─── Supplied data ───

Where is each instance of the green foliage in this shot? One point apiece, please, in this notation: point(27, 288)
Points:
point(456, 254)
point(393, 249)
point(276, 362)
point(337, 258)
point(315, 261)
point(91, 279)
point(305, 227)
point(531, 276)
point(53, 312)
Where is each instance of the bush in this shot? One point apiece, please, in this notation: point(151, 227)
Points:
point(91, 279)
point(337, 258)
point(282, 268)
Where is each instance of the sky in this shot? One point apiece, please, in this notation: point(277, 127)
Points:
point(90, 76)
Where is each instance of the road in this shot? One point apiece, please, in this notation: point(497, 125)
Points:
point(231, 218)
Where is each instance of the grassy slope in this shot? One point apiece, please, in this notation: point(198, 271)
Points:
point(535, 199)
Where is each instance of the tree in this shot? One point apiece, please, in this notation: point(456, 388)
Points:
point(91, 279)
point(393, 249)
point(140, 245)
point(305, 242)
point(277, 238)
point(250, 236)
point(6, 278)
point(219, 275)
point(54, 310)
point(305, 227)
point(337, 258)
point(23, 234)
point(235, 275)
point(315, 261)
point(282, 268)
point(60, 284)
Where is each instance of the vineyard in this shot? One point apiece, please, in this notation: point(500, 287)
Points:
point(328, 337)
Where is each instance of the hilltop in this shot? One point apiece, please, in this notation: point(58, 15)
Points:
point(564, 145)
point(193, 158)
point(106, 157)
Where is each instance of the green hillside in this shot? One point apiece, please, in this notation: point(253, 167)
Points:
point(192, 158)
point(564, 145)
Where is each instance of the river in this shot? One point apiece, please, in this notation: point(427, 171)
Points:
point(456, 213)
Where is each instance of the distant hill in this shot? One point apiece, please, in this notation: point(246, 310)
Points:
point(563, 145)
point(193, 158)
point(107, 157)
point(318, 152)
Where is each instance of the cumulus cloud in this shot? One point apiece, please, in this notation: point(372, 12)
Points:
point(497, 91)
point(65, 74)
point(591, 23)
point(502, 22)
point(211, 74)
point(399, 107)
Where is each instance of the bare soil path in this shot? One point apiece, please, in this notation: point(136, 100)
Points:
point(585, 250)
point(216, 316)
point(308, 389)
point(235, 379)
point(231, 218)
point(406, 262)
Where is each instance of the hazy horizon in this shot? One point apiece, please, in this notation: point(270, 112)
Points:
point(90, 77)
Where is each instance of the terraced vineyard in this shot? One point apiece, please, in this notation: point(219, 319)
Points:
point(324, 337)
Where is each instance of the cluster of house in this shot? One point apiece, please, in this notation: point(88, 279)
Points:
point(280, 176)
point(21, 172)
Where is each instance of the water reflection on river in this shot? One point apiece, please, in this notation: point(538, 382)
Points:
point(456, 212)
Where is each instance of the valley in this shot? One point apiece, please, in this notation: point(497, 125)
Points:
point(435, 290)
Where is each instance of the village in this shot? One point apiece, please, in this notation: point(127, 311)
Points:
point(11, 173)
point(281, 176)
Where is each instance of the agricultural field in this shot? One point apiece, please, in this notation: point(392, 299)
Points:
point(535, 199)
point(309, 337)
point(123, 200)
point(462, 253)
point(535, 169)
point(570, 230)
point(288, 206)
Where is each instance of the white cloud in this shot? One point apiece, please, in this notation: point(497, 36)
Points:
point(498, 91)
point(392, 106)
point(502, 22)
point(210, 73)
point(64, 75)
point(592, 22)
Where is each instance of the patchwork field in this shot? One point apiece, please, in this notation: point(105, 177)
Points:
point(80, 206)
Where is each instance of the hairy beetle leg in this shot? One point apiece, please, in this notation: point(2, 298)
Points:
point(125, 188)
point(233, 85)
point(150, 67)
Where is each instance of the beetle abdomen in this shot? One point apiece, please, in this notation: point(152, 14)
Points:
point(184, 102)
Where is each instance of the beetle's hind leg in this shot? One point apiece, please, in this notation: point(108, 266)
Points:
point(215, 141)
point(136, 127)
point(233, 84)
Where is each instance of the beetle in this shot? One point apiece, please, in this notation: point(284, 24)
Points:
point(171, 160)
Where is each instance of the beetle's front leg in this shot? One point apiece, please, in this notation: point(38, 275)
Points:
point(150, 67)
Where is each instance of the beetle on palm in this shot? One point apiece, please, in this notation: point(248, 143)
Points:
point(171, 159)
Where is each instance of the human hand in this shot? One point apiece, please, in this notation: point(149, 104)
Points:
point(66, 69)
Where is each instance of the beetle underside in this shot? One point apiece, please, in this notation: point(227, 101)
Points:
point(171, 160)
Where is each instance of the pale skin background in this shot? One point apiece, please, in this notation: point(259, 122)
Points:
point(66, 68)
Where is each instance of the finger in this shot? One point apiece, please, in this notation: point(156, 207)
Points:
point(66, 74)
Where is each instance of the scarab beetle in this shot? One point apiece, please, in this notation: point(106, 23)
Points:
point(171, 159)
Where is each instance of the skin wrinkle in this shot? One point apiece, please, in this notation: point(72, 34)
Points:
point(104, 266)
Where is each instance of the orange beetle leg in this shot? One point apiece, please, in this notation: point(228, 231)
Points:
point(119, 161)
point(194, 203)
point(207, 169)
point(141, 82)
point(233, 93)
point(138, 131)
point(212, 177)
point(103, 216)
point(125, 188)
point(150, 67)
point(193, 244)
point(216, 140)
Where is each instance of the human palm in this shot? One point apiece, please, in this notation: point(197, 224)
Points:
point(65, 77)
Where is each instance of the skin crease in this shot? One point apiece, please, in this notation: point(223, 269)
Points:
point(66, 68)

───

To do: Please give back all of the records exactly as written.

Solution:
Where is each instance of the green foliage in this shot? One point apiece, please, in this notation: point(27, 288)
Points:
point(456, 254)
point(393, 249)
point(276, 362)
point(337, 258)
point(315, 261)
point(91, 279)
point(305, 227)
point(531, 276)
point(53, 312)
Where is each instance of the bush in this shot? One point apiece, please, in this notation: point(151, 227)
Points:
point(91, 279)
point(337, 258)
point(282, 268)
Where is each instance of the sky in this shot? One point apiece, please, in this notation: point(277, 127)
Points:
point(90, 76)
Where is each instance of the road in this shot? One point apiece, please, in this notation: point(497, 125)
Points:
point(231, 218)
Where is each instance of the grassy slope in this shot? One point apiece, please, in this notation: point(198, 271)
Points:
point(535, 199)
Where is each instance of the tree in this shot? One point apiece, please, in this notation: point(456, 388)
Points:
point(91, 279)
point(393, 249)
point(140, 245)
point(305, 242)
point(277, 238)
point(250, 236)
point(6, 278)
point(219, 275)
point(54, 310)
point(305, 227)
point(337, 258)
point(23, 234)
point(235, 275)
point(315, 261)
point(282, 268)
point(60, 284)
Where is each instance of the vineyard in this shot? One point apiece, please, in this notation: point(500, 287)
Points:
point(328, 337)
Where is each instance of the hilltop in this shot? One point apiece, please, in this notation: point(58, 15)
Points:
point(564, 145)
point(193, 158)
point(106, 157)
Where is each instance of the green hillside in this shot? One point apiece, please, in this notation: point(253, 167)
Points:
point(192, 158)
point(564, 145)
Where is each instance of the river in this shot? One point apiece, please, in this notation: point(427, 171)
Points:
point(456, 213)
Where is each instance of the distant hill in this shot? One point apiece, please, in this notation: point(246, 310)
Points:
point(563, 145)
point(193, 158)
point(107, 157)
point(318, 152)
Where is each instance of the cumulus cloud in this shot? One point apiece, please, in this notation: point(372, 12)
Points:
point(497, 91)
point(65, 74)
point(591, 23)
point(502, 22)
point(211, 74)
point(399, 107)
Where is each instance of the bare soil path in this shot? One point apiece, please, in this notation: point(136, 100)
Points:
point(585, 250)
point(216, 316)
point(308, 389)
point(235, 379)
point(231, 218)
point(406, 262)
Where is each instance of the hazy horizon in this shot? One point apiece, please, in this notation: point(270, 112)
Points:
point(90, 77)
Where is each instance of the terraced vineyard in this shot? One point apiece, please, in this notation: point(219, 319)
Points:
point(324, 337)
Where is each instance of the cluster of house in this shot? One point apiece, please, in this notation: point(88, 279)
Points:
point(280, 176)
point(21, 172)
Where is each instance of the water reflection on river in this shot? One point apiece, please, in this notation: point(538, 382)
Points:
point(456, 212)
Where is each instance of the valley in this shot? One point apiece, please, in this notation: point(497, 125)
Points:
point(435, 290)
Where is each instance of the village in this shot? One point apiece, please, in this notation: point(127, 311)
Points:
point(11, 173)
point(281, 176)
Where is each instance of the agricultural field in this shot? One point apiece, please, in this notation: point(392, 299)
Points:
point(535, 199)
point(309, 337)
point(123, 200)
point(462, 253)
point(535, 169)
point(570, 230)
point(288, 206)
Where is each instance of the white cloud in this shot? One point apiece, please, in this notation: point(497, 36)
Points:
point(498, 91)
point(392, 106)
point(502, 22)
point(210, 73)
point(64, 75)
point(592, 22)
Where is each instance of the patchwork field in this shot? One point apiece, please, in this notation: point(105, 177)
Points:
point(80, 206)
Where is each instance of the hairy beetle leg in this shot? One point apiece, please, in this notation: point(2, 298)
Points:
point(125, 188)
point(233, 85)
point(150, 67)
Where is each instance of the beetle abdomen in this shot? One point apiece, please, in this notation: point(152, 14)
Points:
point(184, 102)
Where is each instance of the beetle's hind leg in this shot? One point apiece, please, in this notation: point(108, 266)
Points:
point(215, 141)
point(136, 127)
point(233, 84)
Where is each instance of the beetle in this shot? One point apiece, please, in this notation: point(284, 24)
Points:
point(171, 160)
Where is each instance of the beetle's front leg in this shot? One point apiece, please, in this notation: point(38, 275)
Points:
point(150, 67)
Where is each instance of the beetle on palm in this shot? One point apiece, please, in this notation: point(248, 143)
Points:
point(171, 159)
Where is each instance of the human hand in this shot? One point apiece, please, in this notation: point(149, 104)
Points:
point(66, 69)
Where is each instance of the beetle underside in this shot? One point apiece, please, in this notation: point(227, 101)
Points:
point(171, 160)
Where is each instance of the pale skin background in this shot? One point apiece, please, in this notation: point(259, 122)
Points:
point(66, 68)
Where is each instance of the finger in this shot? One point apiece, please, in this notation: point(156, 207)
Points:
point(66, 74)
Where is each instance of the scarab beetle in this shot? One point apiece, please, in this notation: point(106, 23)
Points:
point(171, 159)
Where is each instance of the skin wrinkle in this shot? One point apiece, please, in this notation: point(72, 34)
Points:
point(104, 266)
Where is each instance of the orange beetle leg in this shot? One point apiece, please, in this notation: point(228, 231)
Points:
point(119, 161)
point(194, 203)
point(207, 169)
point(141, 82)
point(233, 93)
point(138, 131)
point(212, 177)
point(103, 216)
point(125, 188)
point(150, 67)
point(193, 244)
point(216, 140)
Where is each instance of the human palm in this shot? One point apiece, please, in this notation: point(197, 224)
Points:
point(65, 77)
Where is each instance of the skin crease in this shot? One point apiece, please, in this notation: point(223, 269)
Points:
point(66, 68)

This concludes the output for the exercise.